Print the records below word for word, beginning with the first line and ending once the line containing "box: [229, 613, 324, 1015]" is printed.
_ _ _ _
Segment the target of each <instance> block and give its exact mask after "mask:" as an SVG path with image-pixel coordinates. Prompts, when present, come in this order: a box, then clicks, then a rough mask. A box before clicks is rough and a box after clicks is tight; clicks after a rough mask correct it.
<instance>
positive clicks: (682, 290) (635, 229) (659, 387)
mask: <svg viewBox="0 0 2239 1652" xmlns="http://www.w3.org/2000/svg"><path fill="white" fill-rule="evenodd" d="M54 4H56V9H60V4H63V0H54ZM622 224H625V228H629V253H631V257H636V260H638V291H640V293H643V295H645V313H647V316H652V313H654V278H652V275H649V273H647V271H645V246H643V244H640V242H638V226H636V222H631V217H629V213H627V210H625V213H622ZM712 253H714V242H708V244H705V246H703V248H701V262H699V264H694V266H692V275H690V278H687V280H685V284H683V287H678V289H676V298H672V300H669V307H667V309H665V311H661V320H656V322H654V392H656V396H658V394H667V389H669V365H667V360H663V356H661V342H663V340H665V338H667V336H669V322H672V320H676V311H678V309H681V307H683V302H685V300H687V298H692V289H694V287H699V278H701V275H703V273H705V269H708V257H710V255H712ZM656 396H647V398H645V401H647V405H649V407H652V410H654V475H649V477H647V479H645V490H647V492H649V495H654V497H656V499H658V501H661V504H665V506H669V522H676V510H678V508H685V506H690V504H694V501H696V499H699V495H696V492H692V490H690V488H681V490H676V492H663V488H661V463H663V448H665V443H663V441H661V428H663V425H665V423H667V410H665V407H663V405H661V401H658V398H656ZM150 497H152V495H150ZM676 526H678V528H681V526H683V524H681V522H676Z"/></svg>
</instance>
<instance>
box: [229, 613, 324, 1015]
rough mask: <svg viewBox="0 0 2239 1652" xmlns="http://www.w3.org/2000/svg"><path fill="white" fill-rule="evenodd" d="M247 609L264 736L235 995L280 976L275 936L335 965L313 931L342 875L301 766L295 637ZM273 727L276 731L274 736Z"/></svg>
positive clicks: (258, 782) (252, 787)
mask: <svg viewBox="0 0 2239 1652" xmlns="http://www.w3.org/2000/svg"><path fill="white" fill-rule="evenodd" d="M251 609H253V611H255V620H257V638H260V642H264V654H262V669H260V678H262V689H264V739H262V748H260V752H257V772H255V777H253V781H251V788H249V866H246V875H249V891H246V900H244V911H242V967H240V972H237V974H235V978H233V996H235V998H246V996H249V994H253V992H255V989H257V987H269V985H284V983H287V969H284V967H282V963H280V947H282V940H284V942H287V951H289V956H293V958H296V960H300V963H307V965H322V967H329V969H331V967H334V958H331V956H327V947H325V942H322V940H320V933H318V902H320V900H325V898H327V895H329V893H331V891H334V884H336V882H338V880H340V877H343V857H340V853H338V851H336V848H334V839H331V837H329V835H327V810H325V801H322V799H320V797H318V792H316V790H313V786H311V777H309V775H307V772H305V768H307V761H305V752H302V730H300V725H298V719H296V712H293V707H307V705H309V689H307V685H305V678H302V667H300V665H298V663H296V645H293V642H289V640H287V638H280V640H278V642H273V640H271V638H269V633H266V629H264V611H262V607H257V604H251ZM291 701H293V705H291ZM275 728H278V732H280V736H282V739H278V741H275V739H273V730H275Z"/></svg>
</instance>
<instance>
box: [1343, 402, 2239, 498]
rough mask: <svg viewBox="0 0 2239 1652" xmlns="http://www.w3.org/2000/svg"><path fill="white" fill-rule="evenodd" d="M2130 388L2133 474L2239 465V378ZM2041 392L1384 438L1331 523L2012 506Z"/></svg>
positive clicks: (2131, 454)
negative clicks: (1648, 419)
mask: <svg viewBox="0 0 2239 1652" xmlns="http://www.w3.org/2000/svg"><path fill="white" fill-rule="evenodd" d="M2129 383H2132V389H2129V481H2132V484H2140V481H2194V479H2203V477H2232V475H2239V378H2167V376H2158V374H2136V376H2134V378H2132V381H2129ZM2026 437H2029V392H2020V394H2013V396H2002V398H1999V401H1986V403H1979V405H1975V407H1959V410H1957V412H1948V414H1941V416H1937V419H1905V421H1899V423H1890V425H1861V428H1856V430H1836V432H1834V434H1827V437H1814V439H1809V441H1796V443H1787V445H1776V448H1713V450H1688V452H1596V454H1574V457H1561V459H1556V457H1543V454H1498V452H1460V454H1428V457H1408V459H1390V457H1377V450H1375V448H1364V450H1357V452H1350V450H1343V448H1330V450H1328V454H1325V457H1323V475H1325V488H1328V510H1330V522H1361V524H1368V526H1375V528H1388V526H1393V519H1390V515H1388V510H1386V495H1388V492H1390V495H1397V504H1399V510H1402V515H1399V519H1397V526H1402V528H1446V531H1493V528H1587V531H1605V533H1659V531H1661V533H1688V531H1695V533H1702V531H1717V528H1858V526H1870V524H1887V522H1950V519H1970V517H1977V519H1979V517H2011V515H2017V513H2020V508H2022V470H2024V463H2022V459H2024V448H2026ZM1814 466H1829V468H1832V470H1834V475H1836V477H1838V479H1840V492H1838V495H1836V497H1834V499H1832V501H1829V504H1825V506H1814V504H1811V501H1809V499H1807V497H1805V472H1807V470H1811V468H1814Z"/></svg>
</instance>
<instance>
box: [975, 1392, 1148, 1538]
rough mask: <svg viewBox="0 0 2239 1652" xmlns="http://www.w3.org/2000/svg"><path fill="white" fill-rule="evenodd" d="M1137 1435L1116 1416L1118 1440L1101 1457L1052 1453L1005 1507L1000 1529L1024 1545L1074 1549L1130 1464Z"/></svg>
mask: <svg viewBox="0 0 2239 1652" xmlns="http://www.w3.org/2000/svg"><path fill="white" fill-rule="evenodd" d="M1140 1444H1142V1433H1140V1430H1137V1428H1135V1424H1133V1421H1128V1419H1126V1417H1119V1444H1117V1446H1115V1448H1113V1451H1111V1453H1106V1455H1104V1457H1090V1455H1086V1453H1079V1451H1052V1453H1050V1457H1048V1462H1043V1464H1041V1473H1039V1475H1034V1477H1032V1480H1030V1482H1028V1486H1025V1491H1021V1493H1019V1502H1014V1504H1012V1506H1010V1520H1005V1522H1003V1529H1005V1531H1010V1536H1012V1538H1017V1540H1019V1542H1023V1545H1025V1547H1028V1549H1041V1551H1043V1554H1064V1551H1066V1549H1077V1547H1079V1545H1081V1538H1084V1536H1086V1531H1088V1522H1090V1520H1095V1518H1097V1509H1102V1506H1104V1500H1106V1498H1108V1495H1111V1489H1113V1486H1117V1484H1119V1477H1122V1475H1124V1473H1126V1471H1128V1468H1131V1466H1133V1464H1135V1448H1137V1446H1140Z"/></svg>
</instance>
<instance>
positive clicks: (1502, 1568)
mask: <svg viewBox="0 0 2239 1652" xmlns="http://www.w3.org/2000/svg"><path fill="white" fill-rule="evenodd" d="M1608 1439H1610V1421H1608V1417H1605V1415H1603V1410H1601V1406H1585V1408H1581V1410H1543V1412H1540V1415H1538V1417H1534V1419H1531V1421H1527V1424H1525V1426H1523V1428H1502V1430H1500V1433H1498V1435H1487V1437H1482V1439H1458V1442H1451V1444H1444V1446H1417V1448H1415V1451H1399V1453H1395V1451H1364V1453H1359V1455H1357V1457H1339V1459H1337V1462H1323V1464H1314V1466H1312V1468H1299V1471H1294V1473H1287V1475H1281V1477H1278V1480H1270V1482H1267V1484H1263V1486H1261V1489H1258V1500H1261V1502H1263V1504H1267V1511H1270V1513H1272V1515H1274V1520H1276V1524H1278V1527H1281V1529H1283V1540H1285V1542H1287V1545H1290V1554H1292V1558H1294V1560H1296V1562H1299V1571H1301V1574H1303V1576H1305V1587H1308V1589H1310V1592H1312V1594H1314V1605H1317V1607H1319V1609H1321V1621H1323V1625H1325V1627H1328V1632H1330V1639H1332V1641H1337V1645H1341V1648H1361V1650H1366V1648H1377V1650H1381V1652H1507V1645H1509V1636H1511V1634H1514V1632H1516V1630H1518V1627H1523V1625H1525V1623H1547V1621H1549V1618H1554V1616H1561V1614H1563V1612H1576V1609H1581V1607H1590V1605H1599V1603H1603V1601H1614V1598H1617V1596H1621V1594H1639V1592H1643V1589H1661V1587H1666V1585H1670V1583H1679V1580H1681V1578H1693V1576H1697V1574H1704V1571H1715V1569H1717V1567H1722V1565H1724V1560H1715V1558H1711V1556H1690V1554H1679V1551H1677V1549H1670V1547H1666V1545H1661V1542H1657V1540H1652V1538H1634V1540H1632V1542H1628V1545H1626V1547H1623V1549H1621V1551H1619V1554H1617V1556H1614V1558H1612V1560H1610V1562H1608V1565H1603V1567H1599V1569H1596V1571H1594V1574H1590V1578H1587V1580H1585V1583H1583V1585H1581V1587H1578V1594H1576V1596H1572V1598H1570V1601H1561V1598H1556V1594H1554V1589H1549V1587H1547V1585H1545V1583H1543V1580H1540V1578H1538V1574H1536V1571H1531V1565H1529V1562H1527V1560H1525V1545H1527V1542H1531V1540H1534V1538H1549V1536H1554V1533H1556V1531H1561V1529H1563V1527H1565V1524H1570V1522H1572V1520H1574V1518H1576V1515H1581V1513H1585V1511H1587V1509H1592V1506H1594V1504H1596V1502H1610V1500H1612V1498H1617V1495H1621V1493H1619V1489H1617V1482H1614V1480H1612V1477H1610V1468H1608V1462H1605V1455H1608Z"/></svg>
_ _ _ _
* _SOLUTION TO THE EXERCISE_:
Segment the target of each <instance> block and give its exact mask after "mask:" as an SVG path with image-pixel coordinates. Prompts, when present, come in this order: a box, then clicks, then a rough mask. A box before clicks is rough and a box after clicks is tight; clicks after a rough mask correct it.
<instance>
positive clicks: (682, 290) (635, 229) (659, 387)
mask: <svg viewBox="0 0 2239 1652" xmlns="http://www.w3.org/2000/svg"><path fill="white" fill-rule="evenodd" d="M54 4H56V9H60V4H63V0H54ZM622 224H625V228H629V253H631V257H636V260H638V291H640V293H643V295H645V313H647V316H652V313H654V278H652V275H649V273H647V271H645V246H643V244H640V242H638V226H636V222H631V217H629V213H627V210H625V213H622ZM712 253H714V242H708V244H705V246H703V248H701V262H699V264H694V266H692V275H690V278H687V280H685V284H683V287H678V289H676V298H672V300H669V307H667V309H665V311H661V320H656V322H654V392H656V396H658V394H667V389H669V365H667V360H663V356H661V342H663V340H665V338H667V336H669V322H672V320H676V311H678V309H681V307H683V302H685V300H687V298H692V289H694V287H699V278H701V275H703V273H705V269H708V257H710V255H712ZM656 396H647V398H645V401H647V405H649V407H652V410H654V475H649V477H647V479H645V490H647V492H649V495H654V497H656V499H658V501H661V504H665V506H669V522H676V510H678V508H685V506H690V504H694V501H696V499H699V495H696V492H692V490H690V488H681V490H676V492H663V488H661V463H663V448H665V443H663V441H661V428H663V425H665V423H667V410H665V407H663V405H661V401H658V398H656ZM150 497H152V495H150ZM676 526H678V528H681V526H683V524H681V522H676Z"/></svg>
</instance>
<instance>
box: [229, 613, 324, 1015]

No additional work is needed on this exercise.